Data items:
──────────────────────────────
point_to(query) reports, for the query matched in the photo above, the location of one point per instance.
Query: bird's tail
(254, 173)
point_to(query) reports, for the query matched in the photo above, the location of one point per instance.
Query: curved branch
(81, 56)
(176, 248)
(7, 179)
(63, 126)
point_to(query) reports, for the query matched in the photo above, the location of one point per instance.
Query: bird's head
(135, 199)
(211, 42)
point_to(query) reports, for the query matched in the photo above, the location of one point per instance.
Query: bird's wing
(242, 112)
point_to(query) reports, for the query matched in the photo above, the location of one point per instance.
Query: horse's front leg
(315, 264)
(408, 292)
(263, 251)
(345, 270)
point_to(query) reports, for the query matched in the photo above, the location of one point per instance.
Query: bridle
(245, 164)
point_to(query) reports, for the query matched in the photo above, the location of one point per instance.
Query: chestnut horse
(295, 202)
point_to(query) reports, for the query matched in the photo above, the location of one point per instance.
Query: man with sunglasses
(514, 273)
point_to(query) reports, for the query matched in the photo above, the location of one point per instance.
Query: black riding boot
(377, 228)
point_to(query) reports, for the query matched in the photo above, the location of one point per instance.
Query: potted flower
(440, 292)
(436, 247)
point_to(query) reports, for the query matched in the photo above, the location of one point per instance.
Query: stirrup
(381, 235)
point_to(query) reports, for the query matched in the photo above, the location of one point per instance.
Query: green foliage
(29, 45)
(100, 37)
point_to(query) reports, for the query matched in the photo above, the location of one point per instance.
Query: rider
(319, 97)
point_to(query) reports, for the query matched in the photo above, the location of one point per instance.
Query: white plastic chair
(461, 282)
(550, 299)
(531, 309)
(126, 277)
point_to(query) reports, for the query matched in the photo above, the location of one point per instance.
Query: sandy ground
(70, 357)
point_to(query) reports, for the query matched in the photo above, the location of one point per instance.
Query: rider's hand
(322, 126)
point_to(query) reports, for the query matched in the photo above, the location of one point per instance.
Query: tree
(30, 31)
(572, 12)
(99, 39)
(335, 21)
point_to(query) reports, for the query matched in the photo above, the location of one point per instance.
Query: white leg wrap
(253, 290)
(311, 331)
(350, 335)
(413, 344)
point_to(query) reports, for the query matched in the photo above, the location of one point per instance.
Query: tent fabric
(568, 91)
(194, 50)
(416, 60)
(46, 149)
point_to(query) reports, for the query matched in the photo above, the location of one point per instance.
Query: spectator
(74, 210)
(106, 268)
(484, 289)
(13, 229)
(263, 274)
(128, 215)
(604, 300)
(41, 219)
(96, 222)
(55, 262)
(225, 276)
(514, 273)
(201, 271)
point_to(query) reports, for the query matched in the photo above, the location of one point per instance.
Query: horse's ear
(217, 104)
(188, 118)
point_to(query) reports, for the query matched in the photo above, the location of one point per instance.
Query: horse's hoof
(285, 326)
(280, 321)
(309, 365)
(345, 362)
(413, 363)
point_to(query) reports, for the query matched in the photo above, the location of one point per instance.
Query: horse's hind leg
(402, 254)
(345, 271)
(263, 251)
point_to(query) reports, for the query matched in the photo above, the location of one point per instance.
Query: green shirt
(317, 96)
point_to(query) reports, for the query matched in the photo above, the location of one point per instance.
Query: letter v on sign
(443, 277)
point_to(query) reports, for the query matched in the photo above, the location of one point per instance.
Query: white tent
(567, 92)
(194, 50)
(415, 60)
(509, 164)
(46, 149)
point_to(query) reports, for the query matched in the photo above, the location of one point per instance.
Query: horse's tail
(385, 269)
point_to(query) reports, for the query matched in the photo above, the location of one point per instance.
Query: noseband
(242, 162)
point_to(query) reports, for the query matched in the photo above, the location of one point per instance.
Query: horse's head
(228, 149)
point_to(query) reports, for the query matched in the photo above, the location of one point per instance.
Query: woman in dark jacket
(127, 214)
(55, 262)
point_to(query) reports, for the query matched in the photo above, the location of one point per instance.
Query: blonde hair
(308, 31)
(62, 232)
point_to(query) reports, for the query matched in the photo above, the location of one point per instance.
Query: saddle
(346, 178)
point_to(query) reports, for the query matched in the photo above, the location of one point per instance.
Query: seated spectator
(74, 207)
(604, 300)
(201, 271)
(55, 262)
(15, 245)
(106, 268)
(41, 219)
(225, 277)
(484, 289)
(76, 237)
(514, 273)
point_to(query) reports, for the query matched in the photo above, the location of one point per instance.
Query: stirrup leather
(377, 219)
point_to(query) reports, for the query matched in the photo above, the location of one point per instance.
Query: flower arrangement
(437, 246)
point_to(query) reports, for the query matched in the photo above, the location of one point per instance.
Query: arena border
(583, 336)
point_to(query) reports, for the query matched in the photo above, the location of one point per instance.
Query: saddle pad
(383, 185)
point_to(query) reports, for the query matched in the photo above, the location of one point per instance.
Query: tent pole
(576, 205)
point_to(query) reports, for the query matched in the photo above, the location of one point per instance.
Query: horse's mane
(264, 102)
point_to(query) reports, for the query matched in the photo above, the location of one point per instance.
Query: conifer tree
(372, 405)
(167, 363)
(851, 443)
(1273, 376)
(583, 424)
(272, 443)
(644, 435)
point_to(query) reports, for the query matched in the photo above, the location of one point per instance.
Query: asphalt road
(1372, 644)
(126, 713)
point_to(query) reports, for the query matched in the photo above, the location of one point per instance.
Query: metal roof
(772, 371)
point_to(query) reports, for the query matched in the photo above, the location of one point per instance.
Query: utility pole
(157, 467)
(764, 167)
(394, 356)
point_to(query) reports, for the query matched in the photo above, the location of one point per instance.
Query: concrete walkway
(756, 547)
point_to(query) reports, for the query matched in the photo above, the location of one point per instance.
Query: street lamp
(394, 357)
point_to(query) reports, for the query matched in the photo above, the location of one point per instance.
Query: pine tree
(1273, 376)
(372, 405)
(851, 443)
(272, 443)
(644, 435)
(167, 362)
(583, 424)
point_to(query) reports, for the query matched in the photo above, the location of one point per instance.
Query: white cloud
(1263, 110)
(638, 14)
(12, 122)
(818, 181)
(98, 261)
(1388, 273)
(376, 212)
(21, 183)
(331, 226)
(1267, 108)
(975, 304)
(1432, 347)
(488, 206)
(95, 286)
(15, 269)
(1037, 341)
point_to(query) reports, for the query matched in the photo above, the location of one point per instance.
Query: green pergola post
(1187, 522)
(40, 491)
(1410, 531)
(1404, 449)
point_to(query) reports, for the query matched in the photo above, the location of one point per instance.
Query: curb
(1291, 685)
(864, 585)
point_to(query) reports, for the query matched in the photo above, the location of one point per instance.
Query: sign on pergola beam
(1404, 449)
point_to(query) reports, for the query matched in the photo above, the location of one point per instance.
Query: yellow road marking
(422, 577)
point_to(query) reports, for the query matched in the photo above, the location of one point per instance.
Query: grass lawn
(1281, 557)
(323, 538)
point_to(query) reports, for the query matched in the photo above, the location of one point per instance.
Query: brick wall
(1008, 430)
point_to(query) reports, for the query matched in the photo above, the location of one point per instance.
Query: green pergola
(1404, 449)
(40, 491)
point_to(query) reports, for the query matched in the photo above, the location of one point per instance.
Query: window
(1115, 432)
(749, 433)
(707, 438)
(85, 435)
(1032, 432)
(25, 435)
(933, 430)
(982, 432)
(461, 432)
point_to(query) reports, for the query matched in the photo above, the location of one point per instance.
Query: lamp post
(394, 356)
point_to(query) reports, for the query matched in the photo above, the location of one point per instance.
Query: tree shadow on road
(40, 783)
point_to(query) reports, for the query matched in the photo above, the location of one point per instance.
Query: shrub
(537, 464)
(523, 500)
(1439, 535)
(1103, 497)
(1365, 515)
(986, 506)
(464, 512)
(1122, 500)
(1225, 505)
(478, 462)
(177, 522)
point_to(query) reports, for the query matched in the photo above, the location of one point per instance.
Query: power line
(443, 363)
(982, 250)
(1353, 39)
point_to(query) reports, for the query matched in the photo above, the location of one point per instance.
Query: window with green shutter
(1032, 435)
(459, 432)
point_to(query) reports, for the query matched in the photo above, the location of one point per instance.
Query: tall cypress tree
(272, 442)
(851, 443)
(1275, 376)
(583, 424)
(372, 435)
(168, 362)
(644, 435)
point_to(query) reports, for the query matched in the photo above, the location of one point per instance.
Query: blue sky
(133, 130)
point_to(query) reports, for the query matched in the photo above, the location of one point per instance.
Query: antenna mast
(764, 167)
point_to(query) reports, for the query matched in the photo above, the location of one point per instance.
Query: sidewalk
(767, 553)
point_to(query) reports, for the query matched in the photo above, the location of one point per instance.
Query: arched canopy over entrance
──────────────────────────────
• [WHAT YOU WILL DO]:
No line before the one with "Query: blue sky" belongs in the answer; copy that line and the rest of the records exactly.

• [EXERCISE OUTPUT]:
Query: blue sky
(133, 130)
point_to(query) reports, for the query matched in the photo above, the location of one point per instance.
Query: antenna mast
(764, 167)
point_to(query) reports, for the query matched in the photo above, the location of one point per instance.
Query: sidewalk
(767, 553)
point_to(query) reports, for the query matched in the photo above, the location of one point per instance.
Query: arched canopy over entrance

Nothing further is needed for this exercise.